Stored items
==*==
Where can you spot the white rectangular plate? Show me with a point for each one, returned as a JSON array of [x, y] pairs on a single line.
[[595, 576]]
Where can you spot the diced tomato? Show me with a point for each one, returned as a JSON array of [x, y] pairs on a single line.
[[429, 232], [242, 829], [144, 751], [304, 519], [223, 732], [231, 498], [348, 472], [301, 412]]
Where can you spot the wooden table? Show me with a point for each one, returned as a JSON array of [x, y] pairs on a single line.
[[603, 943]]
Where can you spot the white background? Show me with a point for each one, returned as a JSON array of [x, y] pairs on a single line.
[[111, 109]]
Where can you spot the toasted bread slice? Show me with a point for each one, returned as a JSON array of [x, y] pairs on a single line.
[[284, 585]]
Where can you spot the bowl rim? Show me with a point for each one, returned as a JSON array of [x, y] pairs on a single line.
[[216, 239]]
==*==
* DIRECTIONS: Produce an exact transcription of the lines from the one containing "Where can you spot the toasted" through the end of the records, both included, and no other lines.

* REPLY TO THE TASK:
Where can you spot the toasted bread slice? Show me with a point for each one, returned as a JSON array of [x, y] pairs on a single line.
[[284, 585]]
Where can you spot the bowl rim? Show me with a point for each one, returned as a JSON array of [x, y] pairs on a single line.
[[216, 239]]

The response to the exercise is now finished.